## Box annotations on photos
-*-

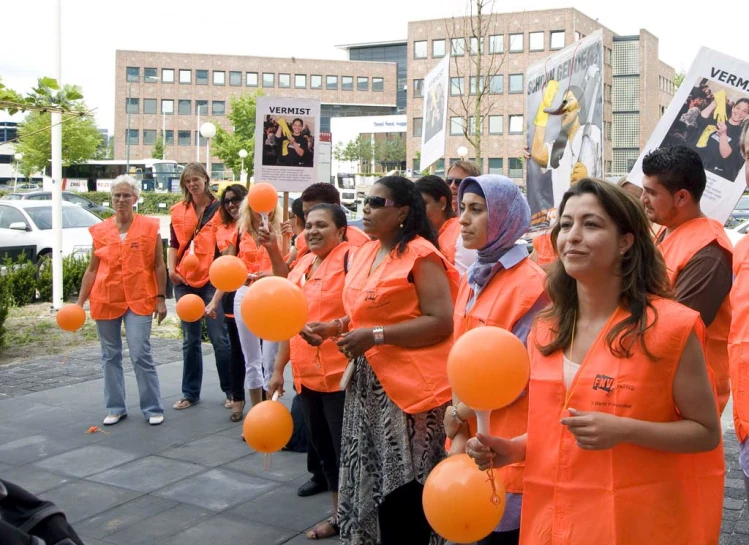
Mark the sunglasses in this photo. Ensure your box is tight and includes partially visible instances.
[364,197,397,208]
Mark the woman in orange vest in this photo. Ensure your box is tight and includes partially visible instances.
[416,176,476,276]
[445,174,549,545]
[268,204,353,539]
[77,176,166,426]
[167,163,232,410]
[467,179,724,545]
[311,176,458,545]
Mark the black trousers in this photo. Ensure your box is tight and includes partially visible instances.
[299,386,346,492]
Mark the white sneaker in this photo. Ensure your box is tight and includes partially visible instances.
[148,414,164,426]
[104,414,127,426]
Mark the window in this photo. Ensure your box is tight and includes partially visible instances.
[489,157,504,174]
[507,157,523,178]
[450,117,465,136]
[414,40,427,59]
[414,79,424,98]
[125,98,140,114]
[510,115,523,134]
[414,117,424,136]
[432,40,445,57]
[510,34,523,53]
[450,78,466,97]
[450,38,466,57]
[510,74,523,95]
[489,115,505,134]
[549,30,564,49]
[528,32,544,51]
[143,129,156,146]
[489,34,505,55]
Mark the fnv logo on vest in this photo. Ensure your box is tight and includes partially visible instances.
[593,375,614,394]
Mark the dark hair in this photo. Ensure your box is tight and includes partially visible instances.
[415,175,458,219]
[307,203,348,240]
[538,178,671,359]
[375,176,439,255]
[301,182,341,205]
[642,146,707,203]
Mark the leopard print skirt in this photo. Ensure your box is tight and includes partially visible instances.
[338,356,449,545]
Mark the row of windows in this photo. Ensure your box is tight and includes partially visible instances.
[414,30,565,59]
[127,66,385,92]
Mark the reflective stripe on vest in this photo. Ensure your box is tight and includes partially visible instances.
[658,218,733,413]
[343,237,459,414]
[89,214,159,320]
[288,242,350,392]
[520,299,724,545]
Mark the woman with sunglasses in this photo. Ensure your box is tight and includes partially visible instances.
[302,176,458,545]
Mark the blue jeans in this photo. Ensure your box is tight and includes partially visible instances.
[96,309,164,418]
[174,282,231,403]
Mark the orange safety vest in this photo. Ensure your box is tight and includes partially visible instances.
[533,233,557,267]
[88,214,159,320]
[437,218,461,265]
[657,218,733,413]
[520,298,725,545]
[288,242,350,392]
[728,237,749,442]
[171,202,221,288]
[448,259,545,494]
[343,237,459,414]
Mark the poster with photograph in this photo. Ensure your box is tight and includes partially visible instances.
[254,97,327,192]
[419,55,450,171]
[525,30,604,230]
[627,47,749,223]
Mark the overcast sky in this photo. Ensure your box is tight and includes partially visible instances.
[0,0,749,134]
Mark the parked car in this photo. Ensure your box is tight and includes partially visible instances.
[0,200,102,260]
[2,191,114,219]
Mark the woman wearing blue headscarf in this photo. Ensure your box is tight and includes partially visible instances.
[445,174,548,545]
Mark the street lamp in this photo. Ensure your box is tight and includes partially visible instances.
[200,121,216,177]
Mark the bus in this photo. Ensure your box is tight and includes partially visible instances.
[43,159,184,193]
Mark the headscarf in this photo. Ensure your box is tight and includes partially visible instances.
[458,174,531,289]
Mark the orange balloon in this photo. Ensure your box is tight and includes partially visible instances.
[208,255,247,291]
[57,305,86,331]
[177,293,205,322]
[182,254,200,272]
[421,454,506,543]
[247,183,278,214]
[241,276,307,342]
[447,326,530,411]
[242,400,294,454]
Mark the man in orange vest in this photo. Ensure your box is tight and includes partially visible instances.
[640,146,733,413]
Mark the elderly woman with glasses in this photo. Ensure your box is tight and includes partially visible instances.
[77,176,166,426]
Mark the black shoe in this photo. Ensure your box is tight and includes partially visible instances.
[296,479,328,498]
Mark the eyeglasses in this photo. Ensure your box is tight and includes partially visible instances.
[364,197,398,208]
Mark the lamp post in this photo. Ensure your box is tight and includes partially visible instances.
[200,122,216,177]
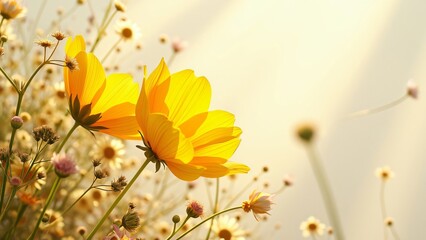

-*-

## SHORT PROBLEM
Reproduce all of the items above word for word, omitting the pictures.

## REPLY TO THE EXERCISE
Mark the sunglasses in this photo. Ensure your box is tight and includes partially visible instances.
[364,197,397,208]
Mark the woman in orange vest in this photo. Ensure your box is tight and includes partially visible instances.
[416,176,476,276]
[445,174,549,545]
[268,204,353,539]
[77,176,166,426]
[167,163,232,410]
[467,179,724,545]
[311,176,458,545]
Mark the black trousers in this photo. Ensure your box is tight and includes partially visible instances.
[299,386,346,492]
Mark the white sneaker in this photo. Ensure your box is tight and includes partially visible instances.
[148,414,164,426]
[104,414,127,426]
Mark the window in this photo. Ensure your box is tight and includes partially visible instances.
[489,157,504,174]
[507,157,523,178]
[450,117,465,136]
[414,40,427,59]
[414,79,424,98]
[125,98,140,114]
[510,115,523,134]
[414,117,424,136]
[432,40,445,57]
[510,34,523,53]
[450,78,466,97]
[450,38,466,57]
[510,74,523,95]
[489,115,505,134]
[549,30,564,49]
[528,32,544,51]
[143,129,156,146]
[489,34,505,55]
Mark the fnv logo on vest in this photo. Ensure your box is tight and includes partially visible instances.
[593,375,614,394]
Mark the dark hair in this photo. Ensure your box is tight and includes partially visible instances.
[415,175,458,219]
[307,203,348,240]
[538,178,671,359]
[375,176,439,255]
[301,182,341,205]
[642,146,707,203]
Mark the leopard print skirt in this photo. Ensure your box is tight and includes partially visible instances.
[338,356,449,545]
Mark the row of windows in this photo. Ensure your box is tight and includes partially visible instances.
[414,30,565,59]
[127,66,385,92]
Mark the reflective stripe on vest in this photo. Ensure your box is tight and includes partially visible instances.
[658,218,733,413]
[343,237,459,414]
[89,214,159,320]
[288,242,350,392]
[520,299,724,545]
Mark the woman with sunglasses in this photo. Ensure your box is tight and includes partially visible instances.
[302,176,458,545]
Mark the blue jeans in this photo. Ensure your box is tight and includes partially visible instances.
[96,309,164,418]
[174,282,231,403]
Mark the orange safety vest in this photo. Ensure your box is tight and includes partially visible instances.
[533,233,557,267]
[88,214,159,320]
[437,218,461,265]
[657,218,733,413]
[520,298,725,545]
[288,242,350,392]
[728,237,749,442]
[171,202,221,288]
[448,259,545,494]
[343,237,459,414]
Mark the poster with photograph in this photo. Ensure your box is tight and includes partially visible instances.
[254,97,327,192]
[419,55,450,171]
[525,30,604,230]
[627,47,749,223]
Mark the overcast sky in this photo. Ensure your box is tight and includes partially visible instances.
[0,0,749,134]
Mark the parked car in this photo. Ensure your box is tight and includes partially visible instances.
[0,200,102,260]
[2,191,114,219]
Mark the woman wearing blue headscarf in this photo. Ensure your box is tight and includes partially visible instances.
[445,174,548,545]
Mark the street lamp in this photo. Ensure your box is tight and includes partially visible instances.
[200,121,216,177]
Mark the bus in this photo. Ensure your box is tight and includes partially visible instances.
[43,159,184,193]
Mark the headscarf in this photo. Ensure your box is tight and includes partially visible instances.
[458,174,531,289]
Mark the orange balloon in this photo. Ensure your box is tight and includes partially visible instances.
[208,255,247,291]
[57,305,86,331]
[177,293,205,322]
[182,254,200,272]
[421,454,506,543]
[247,183,278,214]
[241,276,307,342]
[447,326,530,411]
[242,400,294,454]
Mark the man in orange vest in this photo. Ensure your box is tight and includes partially visible instances.
[640,146,733,413]
Mark the elderly woman with glasses in this photo. Ensure your box is tight and includes partially visible instances.
[77,176,166,426]
Mark the black shoe in this photo. Ensure your box is tight and includes partially visible instances.
[296,479,328,498]
Mark the eyeglasses in this photo. Ensure your box is tight and includes partially visible instances.
[364,197,398,208]
Mark the lamp post in this photo. Ensure your box is tight and includes partially visible instances.
[200,122,216,177]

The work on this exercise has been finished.